Since then, Grant has dabbled with a variety of photographic genres including landscape, documentary and glamour, but on a trip to Tijuana, Mexico, in 1995 he discovered his true passion—street photography.
In this interview, he talks to us about his work, his unorthodox shooting methods and reveals his top tips for capturing fleeting moments on the streets.
Can you tell us a little about yourself and how you got into photography?
I grew up in the tropics of Australia in the small town of Darwin. Even as a kid, I was always interested in art, so my parents sent me off for oil painting lessons, but I got bored quickly as the paint took too long to dry. My first meaningful experience with photography was in my high school photography class. Even though we only took photos of trees and mundane schoolyard things, I was fascinated by the magic of the darkroom—watching black and white images appear before my eyes in the swish-swash of chemicals.
Many years later, working as a firefighter and with a family, I became interested in taking photos of the sublime thunderstorms and landscapes of Australia’s tropics. I had already been following the work of popular landscape photographers of that time when I saw an ad for a Publisher’s Assistant for Peter Jarver—a well-known Australian landscape photographer, since deceased. I wanted to get to know him better, so I encouraged my wife to apply for the job. She worked there for a number of years, and over time I got to know him quite well and was fortunate enough to assist him on many of his shoots to remote outback locations.
Peter taught me a great deal and his motto was “Light is king”. For a landscape photographer, this meant heading out well before dawn and waiting for hours for the right moment. It didn’t take me long to realise that landscape photography was not my calling: I didn’t have the patience for it, and I found that my eye was always drawn to people. I decided to sell the Linhof 617 Technorama camera and kept the Canon EOS film camera.
The Top End of Australia is a unique place. It’s often regarded as the wild frontier of Australia, filled with unusual people with all kinds of strange habits and weird household pets (such as crocodiles and buffalo). I started documenting the people there as a side-living, selling their bizarre stories and photos to both Australian and international publications. I also earned extra money by shooting models for glam magazines, both in-studio and on location. However, after five years of doing stories and glamour magazine shoots, I lost my passion for photography. For years I had only been chasing the money, and I had become disillusioned with the photography business. It would be a long time before I picked up my camera again.
***
(CHALLENGE A)
Answer these from the photographer interview:
(i) In what year and in what city did Grant discover street photography?
(ii) What was Peter Jarver's motto?
(iii) Which camera did the narrator keep after selling the Linhof 617 Technorama?
The interview and the records that follow it come from separate sources.
***
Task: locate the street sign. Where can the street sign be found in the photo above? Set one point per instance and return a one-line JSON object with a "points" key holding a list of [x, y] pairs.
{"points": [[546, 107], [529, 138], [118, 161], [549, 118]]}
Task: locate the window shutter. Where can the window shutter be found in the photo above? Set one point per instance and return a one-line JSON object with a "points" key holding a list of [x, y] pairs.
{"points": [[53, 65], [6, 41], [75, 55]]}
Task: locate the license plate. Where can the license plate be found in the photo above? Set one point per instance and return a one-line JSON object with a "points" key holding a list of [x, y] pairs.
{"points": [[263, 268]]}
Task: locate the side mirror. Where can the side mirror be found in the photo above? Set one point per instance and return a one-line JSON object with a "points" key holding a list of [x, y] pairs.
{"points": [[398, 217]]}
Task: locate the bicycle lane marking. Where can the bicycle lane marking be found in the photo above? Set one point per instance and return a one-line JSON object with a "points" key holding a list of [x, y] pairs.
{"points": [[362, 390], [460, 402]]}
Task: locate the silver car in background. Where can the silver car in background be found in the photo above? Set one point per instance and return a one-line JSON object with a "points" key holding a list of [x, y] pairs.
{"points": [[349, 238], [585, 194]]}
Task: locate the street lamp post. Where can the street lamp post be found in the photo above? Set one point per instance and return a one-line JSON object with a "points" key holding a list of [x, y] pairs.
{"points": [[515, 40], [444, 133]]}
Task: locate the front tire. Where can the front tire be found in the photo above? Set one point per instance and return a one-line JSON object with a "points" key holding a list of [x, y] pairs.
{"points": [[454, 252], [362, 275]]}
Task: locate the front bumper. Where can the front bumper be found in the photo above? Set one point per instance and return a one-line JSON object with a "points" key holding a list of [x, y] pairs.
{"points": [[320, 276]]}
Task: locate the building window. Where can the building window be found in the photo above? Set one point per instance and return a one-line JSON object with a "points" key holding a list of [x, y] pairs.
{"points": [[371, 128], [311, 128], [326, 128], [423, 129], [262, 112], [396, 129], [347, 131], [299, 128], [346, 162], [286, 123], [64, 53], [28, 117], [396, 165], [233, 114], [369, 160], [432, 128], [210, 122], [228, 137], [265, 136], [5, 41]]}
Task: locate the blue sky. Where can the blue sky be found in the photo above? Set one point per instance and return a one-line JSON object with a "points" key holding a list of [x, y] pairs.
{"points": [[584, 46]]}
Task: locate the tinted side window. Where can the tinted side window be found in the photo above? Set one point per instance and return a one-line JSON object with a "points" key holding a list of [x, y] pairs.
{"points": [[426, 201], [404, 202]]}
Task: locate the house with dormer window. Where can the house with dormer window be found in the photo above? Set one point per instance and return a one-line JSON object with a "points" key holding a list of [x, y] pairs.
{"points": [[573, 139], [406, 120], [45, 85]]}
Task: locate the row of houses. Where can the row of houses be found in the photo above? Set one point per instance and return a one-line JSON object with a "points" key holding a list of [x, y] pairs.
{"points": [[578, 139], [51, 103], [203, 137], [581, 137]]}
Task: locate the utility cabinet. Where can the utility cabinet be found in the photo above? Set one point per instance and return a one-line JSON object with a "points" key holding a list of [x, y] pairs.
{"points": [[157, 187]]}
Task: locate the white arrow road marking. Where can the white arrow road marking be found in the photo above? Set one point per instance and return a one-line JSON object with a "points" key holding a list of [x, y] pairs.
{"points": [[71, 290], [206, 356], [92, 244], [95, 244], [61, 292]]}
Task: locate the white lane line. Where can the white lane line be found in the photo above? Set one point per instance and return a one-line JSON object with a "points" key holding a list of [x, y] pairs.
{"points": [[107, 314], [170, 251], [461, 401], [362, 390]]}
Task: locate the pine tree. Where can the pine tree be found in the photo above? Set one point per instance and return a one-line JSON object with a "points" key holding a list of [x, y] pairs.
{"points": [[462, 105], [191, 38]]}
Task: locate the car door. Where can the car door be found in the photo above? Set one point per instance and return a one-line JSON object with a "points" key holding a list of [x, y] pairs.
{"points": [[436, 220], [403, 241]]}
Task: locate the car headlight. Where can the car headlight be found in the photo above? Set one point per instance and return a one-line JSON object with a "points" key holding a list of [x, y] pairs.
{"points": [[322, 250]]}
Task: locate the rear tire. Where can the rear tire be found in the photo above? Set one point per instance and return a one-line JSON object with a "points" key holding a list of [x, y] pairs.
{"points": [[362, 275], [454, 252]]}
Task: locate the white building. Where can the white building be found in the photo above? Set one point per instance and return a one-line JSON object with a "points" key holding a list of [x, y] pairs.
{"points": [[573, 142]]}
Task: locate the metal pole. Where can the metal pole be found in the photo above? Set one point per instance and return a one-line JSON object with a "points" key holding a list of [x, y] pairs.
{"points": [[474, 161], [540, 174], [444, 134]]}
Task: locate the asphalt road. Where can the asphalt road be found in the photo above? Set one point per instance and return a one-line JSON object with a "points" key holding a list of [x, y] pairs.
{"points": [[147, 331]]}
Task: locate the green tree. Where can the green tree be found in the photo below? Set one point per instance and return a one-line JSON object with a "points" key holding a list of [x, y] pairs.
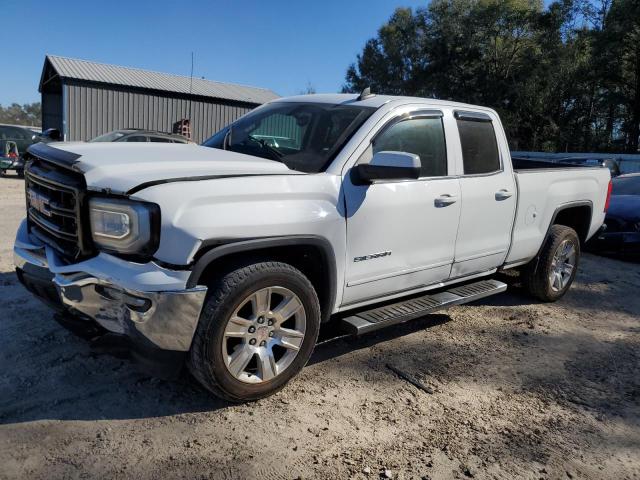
{"points": [[565, 77], [28, 114]]}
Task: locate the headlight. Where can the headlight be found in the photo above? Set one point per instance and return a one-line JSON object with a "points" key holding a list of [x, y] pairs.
{"points": [[124, 226]]}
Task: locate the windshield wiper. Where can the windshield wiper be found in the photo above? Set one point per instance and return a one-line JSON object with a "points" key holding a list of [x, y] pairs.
{"points": [[275, 153]]}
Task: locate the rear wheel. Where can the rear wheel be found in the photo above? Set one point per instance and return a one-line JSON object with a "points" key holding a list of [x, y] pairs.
{"points": [[258, 329], [551, 276]]}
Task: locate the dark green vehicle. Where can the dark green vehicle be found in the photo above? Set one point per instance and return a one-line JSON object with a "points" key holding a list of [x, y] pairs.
{"points": [[14, 141]]}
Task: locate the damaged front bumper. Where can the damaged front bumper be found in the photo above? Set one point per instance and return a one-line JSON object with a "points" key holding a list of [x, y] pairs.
{"points": [[146, 305]]}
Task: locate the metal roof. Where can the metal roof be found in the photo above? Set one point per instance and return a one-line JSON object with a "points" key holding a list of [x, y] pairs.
{"points": [[84, 70]]}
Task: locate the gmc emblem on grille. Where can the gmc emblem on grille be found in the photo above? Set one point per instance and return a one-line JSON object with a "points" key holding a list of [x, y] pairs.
{"points": [[39, 203]]}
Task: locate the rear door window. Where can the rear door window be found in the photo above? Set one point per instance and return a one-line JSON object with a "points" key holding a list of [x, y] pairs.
{"points": [[479, 146]]}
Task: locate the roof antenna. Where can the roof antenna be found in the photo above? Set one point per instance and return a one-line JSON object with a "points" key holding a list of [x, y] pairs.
{"points": [[366, 93]]}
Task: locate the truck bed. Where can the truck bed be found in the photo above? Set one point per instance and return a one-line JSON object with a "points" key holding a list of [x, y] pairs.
{"points": [[543, 187]]}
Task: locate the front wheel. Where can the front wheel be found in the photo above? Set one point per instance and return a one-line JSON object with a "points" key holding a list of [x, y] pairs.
{"points": [[257, 330], [551, 276]]}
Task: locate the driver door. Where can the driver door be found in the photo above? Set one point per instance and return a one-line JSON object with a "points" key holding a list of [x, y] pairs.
{"points": [[401, 234]]}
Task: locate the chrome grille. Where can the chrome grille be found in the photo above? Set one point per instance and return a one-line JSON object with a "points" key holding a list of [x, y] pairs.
{"points": [[54, 207]]}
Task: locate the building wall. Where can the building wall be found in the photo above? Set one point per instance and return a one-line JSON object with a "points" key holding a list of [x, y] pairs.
{"points": [[51, 110], [92, 109]]}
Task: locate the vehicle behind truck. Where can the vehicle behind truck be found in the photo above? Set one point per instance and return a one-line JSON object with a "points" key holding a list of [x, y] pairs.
{"points": [[381, 209]]}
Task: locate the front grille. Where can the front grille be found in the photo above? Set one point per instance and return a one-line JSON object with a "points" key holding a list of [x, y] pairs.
{"points": [[55, 207]]}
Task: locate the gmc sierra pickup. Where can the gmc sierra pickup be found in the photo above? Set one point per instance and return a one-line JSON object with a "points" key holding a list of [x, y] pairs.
{"points": [[230, 255]]}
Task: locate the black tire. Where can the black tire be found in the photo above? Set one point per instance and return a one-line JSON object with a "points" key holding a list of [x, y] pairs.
{"points": [[226, 293], [536, 275]]}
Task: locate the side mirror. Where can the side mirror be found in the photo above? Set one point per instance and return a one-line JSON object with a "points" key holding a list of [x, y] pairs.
{"points": [[387, 166]]}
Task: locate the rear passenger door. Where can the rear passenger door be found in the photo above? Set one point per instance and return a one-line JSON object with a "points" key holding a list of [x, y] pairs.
{"points": [[488, 195]]}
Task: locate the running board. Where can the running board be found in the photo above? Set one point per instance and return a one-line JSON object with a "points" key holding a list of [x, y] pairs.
{"points": [[401, 312]]}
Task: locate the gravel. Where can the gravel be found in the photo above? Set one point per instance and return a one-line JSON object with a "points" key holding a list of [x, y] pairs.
{"points": [[520, 390]]}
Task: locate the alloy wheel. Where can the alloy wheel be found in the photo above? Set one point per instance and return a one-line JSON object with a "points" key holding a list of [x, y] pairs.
{"points": [[264, 334]]}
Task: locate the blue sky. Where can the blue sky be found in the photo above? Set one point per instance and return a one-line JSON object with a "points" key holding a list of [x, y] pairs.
{"points": [[273, 44]]}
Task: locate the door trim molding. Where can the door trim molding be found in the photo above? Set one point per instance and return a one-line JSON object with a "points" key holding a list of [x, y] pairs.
{"points": [[399, 273]]}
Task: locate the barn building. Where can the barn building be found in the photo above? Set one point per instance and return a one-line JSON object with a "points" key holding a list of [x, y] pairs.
{"points": [[85, 99]]}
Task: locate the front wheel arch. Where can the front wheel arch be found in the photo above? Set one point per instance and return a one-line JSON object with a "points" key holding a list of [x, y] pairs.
{"points": [[311, 254]]}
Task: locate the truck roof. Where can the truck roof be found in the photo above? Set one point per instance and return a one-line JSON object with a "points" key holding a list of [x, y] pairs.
{"points": [[375, 101]]}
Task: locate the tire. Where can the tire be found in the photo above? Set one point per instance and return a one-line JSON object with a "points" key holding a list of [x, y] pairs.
{"points": [[540, 278], [220, 345]]}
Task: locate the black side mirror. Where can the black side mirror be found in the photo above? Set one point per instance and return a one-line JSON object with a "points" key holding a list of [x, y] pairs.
{"points": [[387, 166]]}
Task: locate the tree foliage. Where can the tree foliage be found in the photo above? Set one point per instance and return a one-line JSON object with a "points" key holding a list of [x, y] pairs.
{"points": [[563, 78], [28, 114]]}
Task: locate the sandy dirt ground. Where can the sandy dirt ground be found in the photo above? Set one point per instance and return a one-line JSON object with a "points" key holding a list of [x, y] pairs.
{"points": [[519, 390]]}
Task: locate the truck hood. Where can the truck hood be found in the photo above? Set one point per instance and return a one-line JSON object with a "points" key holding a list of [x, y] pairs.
{"points": [[123, 167]]}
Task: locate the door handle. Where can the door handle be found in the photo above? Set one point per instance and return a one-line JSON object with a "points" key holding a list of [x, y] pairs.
{"points": [[503, 194], [445, 200]]}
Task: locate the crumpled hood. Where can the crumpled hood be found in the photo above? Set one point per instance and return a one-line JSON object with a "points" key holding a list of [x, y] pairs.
{"points": [[121, 167]]}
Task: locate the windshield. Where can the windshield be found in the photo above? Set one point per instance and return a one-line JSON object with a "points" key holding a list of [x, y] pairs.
{"points": [[108, 137], [303, 136], [626, 185]]}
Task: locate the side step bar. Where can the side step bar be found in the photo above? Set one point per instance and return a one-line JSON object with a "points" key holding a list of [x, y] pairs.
{"points": [[401, 312]]}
***
(CHALLENGE B) In the records, take the part that opens with the line containing "Task: locate the side step" and runs through the end of the records. Change "side step bar" to "running board" there and leave everything else the same.

(FULL SOLUTION A)
(i) In 1995, in Tijuana, Mexico.
(ii) "Light is king."
(iii) The Canon EOS film camera.

(FULL SOLUTION B)
Task: locate the running board. Where can the running board be found in the photo above? Set one point per instance and return a one-line JSON object with a "points" key holding a list of [x, y] pairs.
{"points": [[401, 312]]}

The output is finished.